**SELECTION:**
DPDK is a software library. As (@Zac67 mentioned) it has an EAL which allows an application to send and receive IP packets without having to know about the hardware doing the actual packet forwarding. The Kernel also provides this servers to applications but DPDK does is more efficient.

The two major efficiency gains that DPDK offers over sending packets through the Linux Kernel are;

  1. Copying the same data multiple times is very inefficient.

  2. DPDK operates in batches of packets to be cache efficient.

1: This makes a massive difference. For a typical application on Linux that sends a packet, when the application calls the send() syscall for example, the packet is copied from user-space memory into Kernel memory (into an skbuff). The skbuff is then copied into another section of memory by the Kernel that is accessible to the NIC. The Kernel signals to the NIC that there is a packet waiting to be sent and the NIC then copies the packet from this area of memory (via DMA transfer - Direct Memory Access) into it's hardware tx-ring buffer. This means that to get a packet from an application and into the NIC tx-ring buffer, the same packet is copied three times. DPDK allows for the NIC to DMA the packet directly from the application memory space (this works by DPDK disconnecting the NIC from the Kernel and mapping the DMA memory space into the user-land memory space the application is using, hence "Kernel bypass").

2: By batch processing packets DPDK can make very good use of the CPU cache. The first packet to be processed will incur an instruction cache miss whilst the i-cache warms up. All subsequent packets within that "batch" which be processed very fast using the same instructions which now are "hot" in the i-cache.

There are many other software improvements in DPDK over using the standard Kernel IP stack however, these 2 have a major impact on DPDK's performance.

Or there are also hardware advances in newest x86 CPUs? Maybe some new instructions? Maybe some templating-blocks? Or another architecture optimisations? What changed in hardware?

Yes there are hardware improvements, such as new copy instructions on x86 CPUs which are more efficient, and DPDK support these (e.g. the SSE3 instruction set). The major benefits are from how efficient the software is though and how well the software makes use of good hardware (e.g. making good use of fast CPU L1/L2 I-cache/D-cache). DPDK has support for various IPSEC and crypto features so if you have an Intel CPU with the AES-NI instruction set ("Advanced Encryption Standard - New Instructions") DPDK will use those instructions for faster AES encryption/decryption.

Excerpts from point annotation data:
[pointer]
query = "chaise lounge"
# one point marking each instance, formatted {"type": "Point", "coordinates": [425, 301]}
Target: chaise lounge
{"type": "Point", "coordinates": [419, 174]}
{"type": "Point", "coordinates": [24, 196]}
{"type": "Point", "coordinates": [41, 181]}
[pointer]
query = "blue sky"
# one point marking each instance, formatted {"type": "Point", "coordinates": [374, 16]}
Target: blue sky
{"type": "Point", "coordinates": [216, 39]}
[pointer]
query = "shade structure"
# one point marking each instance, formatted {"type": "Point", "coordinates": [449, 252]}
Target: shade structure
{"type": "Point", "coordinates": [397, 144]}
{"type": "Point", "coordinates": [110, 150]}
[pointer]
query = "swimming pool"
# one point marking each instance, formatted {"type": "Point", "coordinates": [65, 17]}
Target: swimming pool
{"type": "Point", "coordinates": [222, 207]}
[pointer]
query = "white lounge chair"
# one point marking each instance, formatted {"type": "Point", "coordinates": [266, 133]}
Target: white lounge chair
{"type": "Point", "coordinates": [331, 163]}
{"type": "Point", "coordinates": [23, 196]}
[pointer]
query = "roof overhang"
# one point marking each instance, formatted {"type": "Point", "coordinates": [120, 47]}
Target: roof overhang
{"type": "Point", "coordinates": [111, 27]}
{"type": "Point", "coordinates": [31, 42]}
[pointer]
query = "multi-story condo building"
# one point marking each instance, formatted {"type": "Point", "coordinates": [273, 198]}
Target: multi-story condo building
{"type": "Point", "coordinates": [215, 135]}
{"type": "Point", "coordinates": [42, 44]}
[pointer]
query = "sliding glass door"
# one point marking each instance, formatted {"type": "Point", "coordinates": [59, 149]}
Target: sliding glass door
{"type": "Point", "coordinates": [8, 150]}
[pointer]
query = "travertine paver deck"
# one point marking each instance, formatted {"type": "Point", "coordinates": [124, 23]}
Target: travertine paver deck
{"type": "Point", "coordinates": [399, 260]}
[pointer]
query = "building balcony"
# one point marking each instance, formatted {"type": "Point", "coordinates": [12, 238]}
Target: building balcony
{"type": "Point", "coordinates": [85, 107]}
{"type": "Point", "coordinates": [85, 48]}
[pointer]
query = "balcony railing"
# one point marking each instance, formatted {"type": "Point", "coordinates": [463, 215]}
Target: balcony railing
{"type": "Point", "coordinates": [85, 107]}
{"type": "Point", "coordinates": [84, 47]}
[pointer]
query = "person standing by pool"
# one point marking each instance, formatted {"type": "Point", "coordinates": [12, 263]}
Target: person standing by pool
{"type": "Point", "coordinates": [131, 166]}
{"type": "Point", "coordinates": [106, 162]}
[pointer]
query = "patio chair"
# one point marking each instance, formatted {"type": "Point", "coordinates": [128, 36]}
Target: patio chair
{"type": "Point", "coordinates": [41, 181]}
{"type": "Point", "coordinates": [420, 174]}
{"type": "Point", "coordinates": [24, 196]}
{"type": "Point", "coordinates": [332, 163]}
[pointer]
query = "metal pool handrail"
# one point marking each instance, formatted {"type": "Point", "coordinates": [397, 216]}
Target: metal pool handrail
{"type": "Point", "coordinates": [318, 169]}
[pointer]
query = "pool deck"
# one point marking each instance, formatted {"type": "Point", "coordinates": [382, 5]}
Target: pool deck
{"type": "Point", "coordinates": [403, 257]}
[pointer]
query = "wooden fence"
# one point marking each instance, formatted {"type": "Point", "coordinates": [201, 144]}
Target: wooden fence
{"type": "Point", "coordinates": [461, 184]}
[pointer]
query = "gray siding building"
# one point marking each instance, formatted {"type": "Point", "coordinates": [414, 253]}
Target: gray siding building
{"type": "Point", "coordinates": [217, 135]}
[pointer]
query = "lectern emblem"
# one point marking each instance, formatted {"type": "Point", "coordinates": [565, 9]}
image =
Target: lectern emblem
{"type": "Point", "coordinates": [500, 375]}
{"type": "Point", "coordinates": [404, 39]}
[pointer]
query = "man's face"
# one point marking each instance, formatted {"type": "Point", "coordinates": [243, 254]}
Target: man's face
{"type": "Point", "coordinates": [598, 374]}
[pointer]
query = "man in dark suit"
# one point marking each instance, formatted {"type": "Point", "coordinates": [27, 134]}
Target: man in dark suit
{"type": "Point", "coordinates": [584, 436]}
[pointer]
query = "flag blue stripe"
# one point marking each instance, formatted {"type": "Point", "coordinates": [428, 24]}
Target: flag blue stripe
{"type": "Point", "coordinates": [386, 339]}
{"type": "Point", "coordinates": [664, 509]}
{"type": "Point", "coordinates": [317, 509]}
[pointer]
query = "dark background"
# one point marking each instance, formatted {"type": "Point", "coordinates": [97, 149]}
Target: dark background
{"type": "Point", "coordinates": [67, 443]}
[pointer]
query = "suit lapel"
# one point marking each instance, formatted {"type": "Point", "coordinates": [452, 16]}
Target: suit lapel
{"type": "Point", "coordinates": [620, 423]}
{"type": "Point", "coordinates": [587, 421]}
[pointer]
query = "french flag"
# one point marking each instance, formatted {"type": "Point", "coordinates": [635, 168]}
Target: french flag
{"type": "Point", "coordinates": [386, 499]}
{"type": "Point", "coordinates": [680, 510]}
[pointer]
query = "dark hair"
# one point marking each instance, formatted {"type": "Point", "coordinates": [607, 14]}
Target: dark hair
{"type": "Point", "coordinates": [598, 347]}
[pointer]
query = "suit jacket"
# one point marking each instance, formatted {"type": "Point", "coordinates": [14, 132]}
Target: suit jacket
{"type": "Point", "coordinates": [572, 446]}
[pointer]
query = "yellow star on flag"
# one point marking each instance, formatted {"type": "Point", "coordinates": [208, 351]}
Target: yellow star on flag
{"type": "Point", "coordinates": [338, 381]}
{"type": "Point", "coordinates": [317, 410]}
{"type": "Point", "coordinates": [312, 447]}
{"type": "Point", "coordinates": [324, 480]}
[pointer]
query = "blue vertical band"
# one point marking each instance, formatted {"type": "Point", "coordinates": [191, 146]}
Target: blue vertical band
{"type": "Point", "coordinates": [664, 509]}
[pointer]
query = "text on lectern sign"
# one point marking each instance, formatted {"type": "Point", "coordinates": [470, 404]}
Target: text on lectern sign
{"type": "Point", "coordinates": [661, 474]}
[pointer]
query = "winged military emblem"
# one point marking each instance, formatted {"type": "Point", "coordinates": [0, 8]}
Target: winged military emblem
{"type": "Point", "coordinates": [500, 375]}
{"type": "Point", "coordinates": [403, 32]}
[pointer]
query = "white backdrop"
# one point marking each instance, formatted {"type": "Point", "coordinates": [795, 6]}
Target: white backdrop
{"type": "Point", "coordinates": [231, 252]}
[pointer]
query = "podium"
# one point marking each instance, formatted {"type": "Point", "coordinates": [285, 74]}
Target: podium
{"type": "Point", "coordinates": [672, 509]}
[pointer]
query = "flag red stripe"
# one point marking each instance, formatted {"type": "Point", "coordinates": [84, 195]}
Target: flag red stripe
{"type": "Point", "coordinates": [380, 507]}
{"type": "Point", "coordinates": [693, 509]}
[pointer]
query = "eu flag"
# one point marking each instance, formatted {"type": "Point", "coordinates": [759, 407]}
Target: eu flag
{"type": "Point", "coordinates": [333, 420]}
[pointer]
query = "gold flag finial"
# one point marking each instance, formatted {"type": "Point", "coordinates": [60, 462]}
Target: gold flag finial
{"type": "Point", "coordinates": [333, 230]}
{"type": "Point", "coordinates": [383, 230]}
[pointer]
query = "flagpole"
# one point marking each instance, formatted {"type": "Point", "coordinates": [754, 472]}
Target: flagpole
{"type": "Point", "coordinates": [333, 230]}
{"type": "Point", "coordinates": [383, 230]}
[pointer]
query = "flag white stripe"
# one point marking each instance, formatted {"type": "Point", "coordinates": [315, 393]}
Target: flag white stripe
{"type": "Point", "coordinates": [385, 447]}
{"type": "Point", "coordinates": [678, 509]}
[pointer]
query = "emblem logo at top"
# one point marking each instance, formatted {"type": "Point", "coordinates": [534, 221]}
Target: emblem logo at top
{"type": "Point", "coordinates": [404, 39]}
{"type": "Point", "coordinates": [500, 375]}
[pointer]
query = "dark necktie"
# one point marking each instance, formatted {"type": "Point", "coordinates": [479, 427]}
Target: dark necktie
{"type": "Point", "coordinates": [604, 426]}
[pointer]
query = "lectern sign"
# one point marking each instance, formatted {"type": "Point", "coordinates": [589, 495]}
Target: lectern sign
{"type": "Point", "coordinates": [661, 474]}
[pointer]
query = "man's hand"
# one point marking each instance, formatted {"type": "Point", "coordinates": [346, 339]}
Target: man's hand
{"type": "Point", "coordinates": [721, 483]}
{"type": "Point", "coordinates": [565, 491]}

**TASKS TO CARRY OUT:**
1. Answer these questions from the text on DPDK performance:
(a) In the standard Linux path, how many times is the same packet copied to get it from an application into the NIC tx-ring buffer?
(b) What does the first packet in a batch incur?
(c) Which instruction set on an Intel CPU does DPDK use for faster AES encryption and decryption?
2. Decide whether each statement agrees with the text on DPDK performance, and quote the words that settle it:
(a) DPDK is a hardware device.
(b) DPDK lets the NIC DMA a packet directly from application memory.
(c) The major benefits of DPDK come mainly from new hardware instructions.
3. Write the next part of the text on DPDK performance, picking up after its last sentence.
The rows have no part in this work.

**RESPONSES BY TASK:**
1.
(a) Three times.
(b) An instruction cache miss while the i-cache warms up.
(c) AES-NI ("Advanced Encryption Standard - New Instructions").

2.
(a) No: "DPDK is a software library."
(b) Yes: "DPDK allows for the NIC to DMA the packet directly from the application memory space"
(c) No: "The major benefits are from how efficient the software is though and how well the software makes use of good hardware"

3.
P.S. If bypassing Linux kernel - is all that DPDK does, I don't understand, what prevented these optimisations earlier,

The Kernel could be sending a packet over an Ethernet link so it will build Ethernet headers for the IP packet, or it could go over PPP, L2TP, IPSEC, GRE, MPLS, ATM, dial-up etc. The Linux Kernel is very flexible and can do many things, which means it has to make many checks and burn CPU cycles trying to accommodate for the many different networking scenarios it supports (A Linux host could be a router, firewall, switch, proxy, etc). DPDK supports IPv4 and IPv6 over Ethernet and that's about it (yeah OK IPSEC too, but not ATM for example!). DPDK provides only a sub-set of features the Kernel does so the code is more focused on it's task. Also on a side note, the process for getting updates approved into the Linux Kernel is more tricky but improvements are being made to the Linux Kernel all the time (see below).

and why vendors needed to spend so much money for building ASICs and other staff, when they could just write new Operating System or library such as DPDK...

ASICs are hardware that is tuned/dedicated to a specific task (as per the name, Application Specific Integrated Circuits). DPDK will never be as fast as an ASIC (that sentence doesn't really make sense as it's comparing hardware to software). ASICs are designed and built to do a specific task as efficiently as possible. DPDK runs on x86 general purpose CPUs, they have many weird and wonderful features because they could be used for any task/workload. DPDK tries to make the best use of a general purpose x86 process for the specific task of network processor whereas an ASIC is pre-built to be efficient at network processing.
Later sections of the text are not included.